▶ _Prompt_: Please revise the data below by replacing "fruit slice" with "melon wedge" and keeping every other line unchanged.

▶ _Supplied material_:

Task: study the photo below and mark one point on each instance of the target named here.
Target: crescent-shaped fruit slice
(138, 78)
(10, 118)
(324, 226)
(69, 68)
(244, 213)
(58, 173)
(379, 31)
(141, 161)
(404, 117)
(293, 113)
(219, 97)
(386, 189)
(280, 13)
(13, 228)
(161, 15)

▶ _Solution to the exercise_:
Task: study the photo below and mark one point on each instance of the target named here.
Target: crescent-shaped melon wedge
(138, 78)
(10, 118)
(324, 226)
(69, 68)
(244, 213)
(58, 173)
(379, 31)
(141, 161)
(404, 117)
(293, 113)
(219, 97)
(386, 189)
(280, 13)
(13, 228)
(161, 15)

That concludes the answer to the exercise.